Canlı yem kullanımında tek iğne tercih edilirken, yapay yemlerle avlanırken çift veya üçlü iğneler daha etkili olur. Özellikle karides gibi canlı yemlerle avlanırken 2/0 - 3/0 veya 4/0 numara çelik, parlak iğneler kullanılması tavsiye edilir.
En Etkili Levrek Avı Teknikleri
Levrek avında başarılı olmak için doğru teknikleri uygulamak büyük önem taşır. Özellikle üç temel teknik, deneyimli balıkçıların sıklıkla tercih ettiği yöntemlerdir.
At-çek yöntemi
At-çek tekniği, özellikle sığ sularda ve kayalık bölgelerde etkili bir avlanma yöntemidir. Bu teknikte yemi suya attıktan sonra çok yavaş bir şekilde toplama yapılmalıdır. Yemin hareketini kamışta hissedecek kadar bir hızla çekilmesi ve kayalara yaklaşıldığında yavaşlanması önemlidir. Bunun yanında, dalganın kırıldığı noktalarda yemi çok yavaş ama ani ve kısa çırpmalar yaparak çekmek gerekir [122].
Kıyı bırakma tekniği
Kıyı bırakma tekniği, 1-1.5 kulaç derinliğindeki kırmalık, taşlı ve sazlık kıyılarda uygulanır. Bu yöntemde, 40x40 cm'lik ortası delik bir mantar veya köpük parçasına 0.80 kalınlığında misina bağlanır. Ayrıca, levreğin geçiş yaptığı ve yemlendiği bölgeler tespit edildikten sonra, canlı yem olan köstek yavaşça suya bırakılır.
Sürükleme taktiği
Sürükleme taktiği, dip sürütmesi olarak da bilinir ve levrek avında klasik bir yöntemdir. Bu teknikte, sandal çok yavaş hareket ederken, olta 35 kulaç sayılarak yavaşça suya koyverilir. Önemli olan nokta, yemin dibe erişmesini sağlayacak biçimde akıntıyı ayarlayabilmektir. Bunun için kürekle çok ağır yolla gidilirken, oltayı kullanan kişi kürekteki arkadaşının kürek hareketine paralel olarak oltayı yarım kulaç kadar hafifçe kendine doğru çeker ve bırakır.

---+---

Alıştırma Gereklilikleri:
1. Levrek avı metnine göre aşağıdaki soruları yanıtlayın.
(a) Karides gibi canlı yemlerle avlanırken hangi numara iğneler tavsiye edilir?
(b) Kıyı bırakma tekniği hangi derinlikteki kıyılarda uygulanır?
(c) Sürükleme taktiğinde olta kaç kulaç sayılarak suya koyverilir?
2. Levrek avı metnini, gösterilen son cümleden sonrasından sürdürün.

(Bir veri kümesinden öğeler)

---+---

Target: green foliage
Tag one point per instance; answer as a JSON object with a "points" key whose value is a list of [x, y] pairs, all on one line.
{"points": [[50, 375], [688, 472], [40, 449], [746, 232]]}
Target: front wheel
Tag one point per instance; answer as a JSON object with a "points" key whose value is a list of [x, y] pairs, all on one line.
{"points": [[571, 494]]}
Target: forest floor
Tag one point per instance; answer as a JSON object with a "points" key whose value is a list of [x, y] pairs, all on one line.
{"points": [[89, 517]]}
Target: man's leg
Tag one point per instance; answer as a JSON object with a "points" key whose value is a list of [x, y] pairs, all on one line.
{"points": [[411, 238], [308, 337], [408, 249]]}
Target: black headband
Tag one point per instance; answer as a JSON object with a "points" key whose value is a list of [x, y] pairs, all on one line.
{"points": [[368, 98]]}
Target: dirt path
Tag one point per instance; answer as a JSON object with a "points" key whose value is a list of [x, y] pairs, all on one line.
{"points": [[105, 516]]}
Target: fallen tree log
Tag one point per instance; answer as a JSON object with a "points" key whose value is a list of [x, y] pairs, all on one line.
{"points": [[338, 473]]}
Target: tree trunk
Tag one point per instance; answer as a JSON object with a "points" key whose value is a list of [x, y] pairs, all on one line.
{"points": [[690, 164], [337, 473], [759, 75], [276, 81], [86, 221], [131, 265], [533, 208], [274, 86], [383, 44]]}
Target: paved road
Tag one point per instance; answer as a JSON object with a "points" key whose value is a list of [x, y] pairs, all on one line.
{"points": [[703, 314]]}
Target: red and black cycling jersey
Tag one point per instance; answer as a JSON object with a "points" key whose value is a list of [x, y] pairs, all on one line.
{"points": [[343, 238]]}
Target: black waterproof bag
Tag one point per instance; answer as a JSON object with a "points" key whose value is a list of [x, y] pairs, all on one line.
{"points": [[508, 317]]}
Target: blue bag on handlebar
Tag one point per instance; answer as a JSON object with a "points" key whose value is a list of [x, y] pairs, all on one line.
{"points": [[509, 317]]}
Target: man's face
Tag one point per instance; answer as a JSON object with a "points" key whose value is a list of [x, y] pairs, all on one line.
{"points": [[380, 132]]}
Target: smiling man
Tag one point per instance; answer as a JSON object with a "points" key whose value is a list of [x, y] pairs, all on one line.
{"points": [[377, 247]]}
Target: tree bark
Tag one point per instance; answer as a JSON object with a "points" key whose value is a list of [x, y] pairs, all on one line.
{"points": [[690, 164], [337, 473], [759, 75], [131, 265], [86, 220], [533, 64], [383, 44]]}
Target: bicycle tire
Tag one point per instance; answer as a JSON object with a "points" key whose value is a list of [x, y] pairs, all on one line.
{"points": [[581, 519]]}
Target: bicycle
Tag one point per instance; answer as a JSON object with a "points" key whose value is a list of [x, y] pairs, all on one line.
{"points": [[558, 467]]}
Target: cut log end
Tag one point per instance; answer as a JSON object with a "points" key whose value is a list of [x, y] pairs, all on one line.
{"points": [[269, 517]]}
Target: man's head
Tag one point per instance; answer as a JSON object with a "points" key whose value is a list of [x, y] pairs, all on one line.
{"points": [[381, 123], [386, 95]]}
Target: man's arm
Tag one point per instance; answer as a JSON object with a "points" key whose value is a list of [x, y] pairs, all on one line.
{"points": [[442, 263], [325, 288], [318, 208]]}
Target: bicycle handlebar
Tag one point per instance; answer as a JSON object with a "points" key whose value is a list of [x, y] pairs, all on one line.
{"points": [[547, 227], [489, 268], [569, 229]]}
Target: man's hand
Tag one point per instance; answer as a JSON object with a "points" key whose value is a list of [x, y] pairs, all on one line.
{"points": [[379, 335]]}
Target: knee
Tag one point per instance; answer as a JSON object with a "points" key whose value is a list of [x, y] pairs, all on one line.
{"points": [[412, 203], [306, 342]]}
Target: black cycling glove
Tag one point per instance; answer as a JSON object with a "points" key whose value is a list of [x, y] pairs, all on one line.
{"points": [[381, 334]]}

---+---

Sonuçlar:
1.
(a) 2/0 - 3/0 veya 4/0 numara çelik, parlak iğneler tavsiye edilir.
(b) 1-1.5 kulaç derinliğindeki kırmalık, taşlı ve sazlık kıyılarda uygulanır.
(c) Olta 35 kulaç sayılarak suya koyverilir.

2.
Her üç teknikte de sessizlik çok önemlidir. Levrek ürkek bir balık olduğundan, sandaldan veya küreklerden gelecek en ufak ses bile onun av mahallinden uzaklaşmasına neden olabilir. Balık tutulduğu andan itibaren oltanın ustaca kullanılması, telaş edilmemesi ve yerinde kalama verilmesi başarılı bir av için kritik öneme sahiptir.
Levrek Avında Başarının Püf Noktaları
Tecrübeli balıkçıların püf noktaları, levrek avında başarıya ulaşmanın anahtarıdır. Özellikle doğru yaklaşım ve yem seçimi, avın verimini doğrudan etkiler.
Sessiz yaklaşım stratejisi
Levrek son derece hassas bir balık türüdür. Sandaldan veya küreklerden gelen en ufak ses bile onun av mahallinden uzaklaşmasına neden olabilir. Bunun yanında, kayalık bölgelerde avlanırken mutlaka kayanın üzerine çıkıp suya girmeden yem atmak gerekir. Şayet suya girmek zorunluysa, çok yavaş ve kontrollü hareketler yapılmalıdır.
Özellikle gün ağarırken ve güneş batışından hemen sonraki saatlerde levrek avı daha verimli olduğundan, bu zamanlarda sessizliğe daha fazla özen gösterilmelidir. Ayrıca, hafif rüzgarlı ve bulutlu havalarda gece avı da oldukça etkili sonuçlar verir.
Doğru yem seçimi
Levrek avında başarının bir diğer anahtarı da doğru yem seçimidir. Canlı yem kullanımında karides başı çeker. Karidesin baş ucu ve yelpaze biçimindeki kuyruğu kopartılarak iğneye takılmalıdır. İğne, karidesin kopartılan kuyruk bölümünden baş bölümüne doğru yürütülüp, ucu ense kökünden çıkartılmalıdır.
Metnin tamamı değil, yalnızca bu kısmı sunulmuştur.